--- SOURCE TEXT ---
What could Johann Sebastian Bach, Wolfgang Amadeus Mozart, Franz Schubert, Gustav Mahler and Auguste Descarries possibly have in common? All these composers had at least one unfinished opus, which in some cases was completed by others. This is still a trend today. Russian-born Canadian composer Aleksey Shegolev was recently asked by the Auguste Descarries Musical Association(ADMAD) to complete the Quartet for violin, viola, cello and piano written by the Québec composer, who died in 1958. This project was the subject of a lecture by Shegolev last May. The Quartet will be premiered on October 30 at Montréal Museum of Fine Arts’ Bourgie Hall.

Auguste Descarries, a composer worth discovering

Although still relatively unknown, Québec pianist and composer Auguste Descarries cannot be left out of Québec’s musical history. With this in mind, the ADMAD, founded in 2012, took on the mission “to promote the recognition and dissemination of the works of Auguste Descarries”. 1 Their mission is broken down into eight objectives, including “To inventory, locate and gather all the musical works of Auguste Descarries, whether religious or secular music, works for solo, vocal or instrumental ensembles, or works for organ, piano or full orchestra, in order to make a complete critical catalog,”  and to “Promote the dissemination of Auguste Descarries’ musical works.”2 It is within this framework that the Quartet completion project was initiated.

According to Shegolev, who earned a doctorate in composition at Université de Montréal in 2014, Descarries and his compositions are of particular interest for both music lovers and musicians. “This is our heritage,” he says. “You have to play it and love it because it represents our heritage, our culture [...] The French have Debussy, Ravel and Fauré; Russians have The Five and Tchaikovsky; Italians have all those opera masters. And here, we have Rodolphe and André Mathieu, Claude Champagne, Alexis Contant and now, Auguste Descarries.”
--- LISTED ENTRIES ---
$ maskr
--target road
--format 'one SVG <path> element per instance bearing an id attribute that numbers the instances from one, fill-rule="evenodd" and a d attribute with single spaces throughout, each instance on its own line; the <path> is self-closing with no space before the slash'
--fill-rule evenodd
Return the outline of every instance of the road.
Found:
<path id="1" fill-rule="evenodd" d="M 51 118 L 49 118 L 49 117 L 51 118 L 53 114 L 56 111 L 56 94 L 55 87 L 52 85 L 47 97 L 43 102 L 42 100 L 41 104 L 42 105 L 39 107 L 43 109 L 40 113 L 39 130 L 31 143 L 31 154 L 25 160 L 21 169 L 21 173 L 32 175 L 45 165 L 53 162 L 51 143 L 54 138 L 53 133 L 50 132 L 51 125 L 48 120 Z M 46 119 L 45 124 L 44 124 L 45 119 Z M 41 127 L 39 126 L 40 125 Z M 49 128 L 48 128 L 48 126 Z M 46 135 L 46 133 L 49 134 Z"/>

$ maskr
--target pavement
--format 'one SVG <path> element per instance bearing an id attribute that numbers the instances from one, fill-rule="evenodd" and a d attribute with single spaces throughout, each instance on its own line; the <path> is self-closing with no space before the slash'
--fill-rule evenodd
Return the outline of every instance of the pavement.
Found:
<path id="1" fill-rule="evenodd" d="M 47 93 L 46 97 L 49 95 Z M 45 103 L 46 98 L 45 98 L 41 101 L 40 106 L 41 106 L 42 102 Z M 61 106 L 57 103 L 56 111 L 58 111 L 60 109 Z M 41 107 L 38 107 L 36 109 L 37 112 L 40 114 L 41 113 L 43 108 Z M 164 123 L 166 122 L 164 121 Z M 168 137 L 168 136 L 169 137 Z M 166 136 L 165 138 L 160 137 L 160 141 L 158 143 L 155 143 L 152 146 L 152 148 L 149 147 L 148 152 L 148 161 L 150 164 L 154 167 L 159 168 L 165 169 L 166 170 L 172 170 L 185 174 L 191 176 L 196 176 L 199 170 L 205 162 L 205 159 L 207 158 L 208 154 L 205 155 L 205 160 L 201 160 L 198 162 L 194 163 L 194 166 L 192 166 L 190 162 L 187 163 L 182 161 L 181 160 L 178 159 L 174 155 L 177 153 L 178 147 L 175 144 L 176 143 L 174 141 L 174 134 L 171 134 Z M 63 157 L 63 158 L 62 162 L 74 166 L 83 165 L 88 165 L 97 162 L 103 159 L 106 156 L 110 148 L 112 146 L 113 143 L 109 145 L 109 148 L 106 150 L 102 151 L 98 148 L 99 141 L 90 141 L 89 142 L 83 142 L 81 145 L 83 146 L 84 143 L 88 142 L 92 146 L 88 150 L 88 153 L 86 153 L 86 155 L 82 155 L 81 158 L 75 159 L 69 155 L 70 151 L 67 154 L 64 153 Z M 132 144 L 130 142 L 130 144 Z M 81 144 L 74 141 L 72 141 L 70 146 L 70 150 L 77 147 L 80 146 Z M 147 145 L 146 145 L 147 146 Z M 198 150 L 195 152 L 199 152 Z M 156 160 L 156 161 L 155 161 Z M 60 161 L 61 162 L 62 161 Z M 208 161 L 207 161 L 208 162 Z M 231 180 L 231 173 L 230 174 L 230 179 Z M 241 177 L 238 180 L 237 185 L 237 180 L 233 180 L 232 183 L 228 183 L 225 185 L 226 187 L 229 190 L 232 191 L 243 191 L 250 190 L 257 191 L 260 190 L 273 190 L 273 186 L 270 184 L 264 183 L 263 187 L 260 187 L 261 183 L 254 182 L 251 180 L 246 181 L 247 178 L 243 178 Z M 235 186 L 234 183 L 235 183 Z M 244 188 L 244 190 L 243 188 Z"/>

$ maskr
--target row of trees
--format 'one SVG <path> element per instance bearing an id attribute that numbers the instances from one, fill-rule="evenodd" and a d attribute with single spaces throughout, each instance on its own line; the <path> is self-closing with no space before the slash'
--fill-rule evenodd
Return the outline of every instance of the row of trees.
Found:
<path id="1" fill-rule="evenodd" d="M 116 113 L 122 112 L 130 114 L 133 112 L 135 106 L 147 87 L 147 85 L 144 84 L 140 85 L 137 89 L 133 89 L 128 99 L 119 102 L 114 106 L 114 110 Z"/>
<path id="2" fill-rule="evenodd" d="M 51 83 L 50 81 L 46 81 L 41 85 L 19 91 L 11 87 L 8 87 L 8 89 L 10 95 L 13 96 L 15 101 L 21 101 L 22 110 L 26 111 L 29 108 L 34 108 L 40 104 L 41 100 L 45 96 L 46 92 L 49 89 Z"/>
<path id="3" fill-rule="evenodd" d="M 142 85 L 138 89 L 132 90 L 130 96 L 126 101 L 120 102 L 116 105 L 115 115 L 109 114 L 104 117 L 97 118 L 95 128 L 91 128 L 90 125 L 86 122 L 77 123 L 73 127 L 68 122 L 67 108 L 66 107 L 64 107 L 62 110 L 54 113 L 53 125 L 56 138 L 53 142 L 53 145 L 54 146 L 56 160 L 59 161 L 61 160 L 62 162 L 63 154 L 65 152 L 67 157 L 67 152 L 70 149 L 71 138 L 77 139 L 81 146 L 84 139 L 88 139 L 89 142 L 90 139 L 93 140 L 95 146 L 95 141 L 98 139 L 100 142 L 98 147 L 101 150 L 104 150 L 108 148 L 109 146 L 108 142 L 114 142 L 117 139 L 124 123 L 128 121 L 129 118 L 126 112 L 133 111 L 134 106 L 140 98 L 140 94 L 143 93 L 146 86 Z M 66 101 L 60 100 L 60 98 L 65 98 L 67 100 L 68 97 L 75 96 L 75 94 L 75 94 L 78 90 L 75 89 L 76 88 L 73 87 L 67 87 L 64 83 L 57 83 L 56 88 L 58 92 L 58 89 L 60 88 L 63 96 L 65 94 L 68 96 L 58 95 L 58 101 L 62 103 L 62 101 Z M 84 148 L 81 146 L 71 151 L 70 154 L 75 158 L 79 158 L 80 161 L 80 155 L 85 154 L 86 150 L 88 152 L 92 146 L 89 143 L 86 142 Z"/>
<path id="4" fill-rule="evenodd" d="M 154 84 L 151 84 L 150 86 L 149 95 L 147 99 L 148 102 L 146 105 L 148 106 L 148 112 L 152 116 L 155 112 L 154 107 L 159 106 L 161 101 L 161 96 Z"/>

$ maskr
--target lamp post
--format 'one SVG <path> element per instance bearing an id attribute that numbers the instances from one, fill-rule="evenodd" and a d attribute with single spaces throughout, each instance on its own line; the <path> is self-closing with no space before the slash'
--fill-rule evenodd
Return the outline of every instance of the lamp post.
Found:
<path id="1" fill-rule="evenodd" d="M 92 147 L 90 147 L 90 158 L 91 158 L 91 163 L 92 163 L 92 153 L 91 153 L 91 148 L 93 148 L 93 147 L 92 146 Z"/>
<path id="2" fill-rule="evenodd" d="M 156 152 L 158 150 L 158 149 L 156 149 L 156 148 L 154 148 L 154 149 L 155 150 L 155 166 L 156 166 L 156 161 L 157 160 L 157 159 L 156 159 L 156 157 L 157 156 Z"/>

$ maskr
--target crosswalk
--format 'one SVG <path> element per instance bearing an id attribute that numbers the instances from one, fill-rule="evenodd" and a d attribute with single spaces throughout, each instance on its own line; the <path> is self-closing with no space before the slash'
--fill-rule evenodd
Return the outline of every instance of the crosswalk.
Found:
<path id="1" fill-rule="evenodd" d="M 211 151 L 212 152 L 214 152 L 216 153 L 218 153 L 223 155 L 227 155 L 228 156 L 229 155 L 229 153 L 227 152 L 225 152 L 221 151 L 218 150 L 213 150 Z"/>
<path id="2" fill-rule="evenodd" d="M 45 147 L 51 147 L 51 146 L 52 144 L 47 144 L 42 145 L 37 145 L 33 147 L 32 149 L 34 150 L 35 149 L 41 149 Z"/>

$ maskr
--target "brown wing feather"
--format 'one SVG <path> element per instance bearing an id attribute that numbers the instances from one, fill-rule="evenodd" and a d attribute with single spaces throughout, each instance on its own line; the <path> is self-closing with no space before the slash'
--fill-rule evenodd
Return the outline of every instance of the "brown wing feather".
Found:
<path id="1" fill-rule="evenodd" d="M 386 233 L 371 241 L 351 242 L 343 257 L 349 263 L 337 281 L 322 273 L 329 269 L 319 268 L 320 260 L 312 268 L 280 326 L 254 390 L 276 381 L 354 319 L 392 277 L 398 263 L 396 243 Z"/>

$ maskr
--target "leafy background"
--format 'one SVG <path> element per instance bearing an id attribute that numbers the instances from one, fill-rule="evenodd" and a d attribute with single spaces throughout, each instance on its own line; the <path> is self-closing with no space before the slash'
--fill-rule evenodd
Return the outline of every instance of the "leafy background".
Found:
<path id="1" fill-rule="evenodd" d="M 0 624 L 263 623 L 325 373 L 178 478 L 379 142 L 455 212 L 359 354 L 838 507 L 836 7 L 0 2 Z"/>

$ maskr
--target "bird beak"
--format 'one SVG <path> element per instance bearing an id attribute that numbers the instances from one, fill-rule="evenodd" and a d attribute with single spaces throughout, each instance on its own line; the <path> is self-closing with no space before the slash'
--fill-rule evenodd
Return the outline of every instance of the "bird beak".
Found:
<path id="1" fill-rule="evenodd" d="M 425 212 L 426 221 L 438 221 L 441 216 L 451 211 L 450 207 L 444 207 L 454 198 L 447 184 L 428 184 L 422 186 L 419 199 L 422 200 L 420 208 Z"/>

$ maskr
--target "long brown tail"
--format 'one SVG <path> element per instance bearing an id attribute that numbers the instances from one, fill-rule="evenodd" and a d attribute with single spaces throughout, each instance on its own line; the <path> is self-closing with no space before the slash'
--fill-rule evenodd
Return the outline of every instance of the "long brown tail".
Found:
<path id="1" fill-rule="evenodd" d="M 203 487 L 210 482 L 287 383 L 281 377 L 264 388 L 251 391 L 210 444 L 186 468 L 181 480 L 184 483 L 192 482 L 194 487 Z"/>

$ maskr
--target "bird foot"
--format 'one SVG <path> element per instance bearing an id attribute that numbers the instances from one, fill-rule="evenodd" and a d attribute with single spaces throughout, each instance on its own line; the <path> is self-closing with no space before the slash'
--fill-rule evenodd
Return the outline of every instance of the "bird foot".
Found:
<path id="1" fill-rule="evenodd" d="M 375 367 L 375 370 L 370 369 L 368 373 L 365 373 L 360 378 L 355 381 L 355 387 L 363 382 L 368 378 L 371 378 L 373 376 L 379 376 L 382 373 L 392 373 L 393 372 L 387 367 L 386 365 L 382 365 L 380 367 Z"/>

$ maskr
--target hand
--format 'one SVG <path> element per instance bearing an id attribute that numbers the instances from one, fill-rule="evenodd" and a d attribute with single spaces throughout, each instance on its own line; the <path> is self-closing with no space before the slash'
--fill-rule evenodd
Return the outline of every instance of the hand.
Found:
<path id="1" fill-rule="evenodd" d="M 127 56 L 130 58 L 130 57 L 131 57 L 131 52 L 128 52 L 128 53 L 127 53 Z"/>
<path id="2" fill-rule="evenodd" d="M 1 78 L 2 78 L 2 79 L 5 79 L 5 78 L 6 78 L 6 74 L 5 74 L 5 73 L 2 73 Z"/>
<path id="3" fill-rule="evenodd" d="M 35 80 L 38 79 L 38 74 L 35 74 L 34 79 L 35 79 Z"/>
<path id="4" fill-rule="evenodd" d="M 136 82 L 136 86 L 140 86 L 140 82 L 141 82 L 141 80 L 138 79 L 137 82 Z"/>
---
• **INSTRUCTIONS FOR THE TASK**
Using the text above about Auguste Descarries, mark each statement yes or no and quote the exact words from the text that decide it. (a) Aleksey Shegolev earned a doctorate in composition at Université de Montréal in 2014. (b) The ADMAD was founded in 2008. (c) Auguste Descarries died in 1968.

• **RESULT OF THE EXERCISE**
(a) Yes: "who earned a doctorate in composition at Université de Montréal in 2014"
(b) No: "the ADMAD, founded in 2012"
(c) No: "who died in 1958"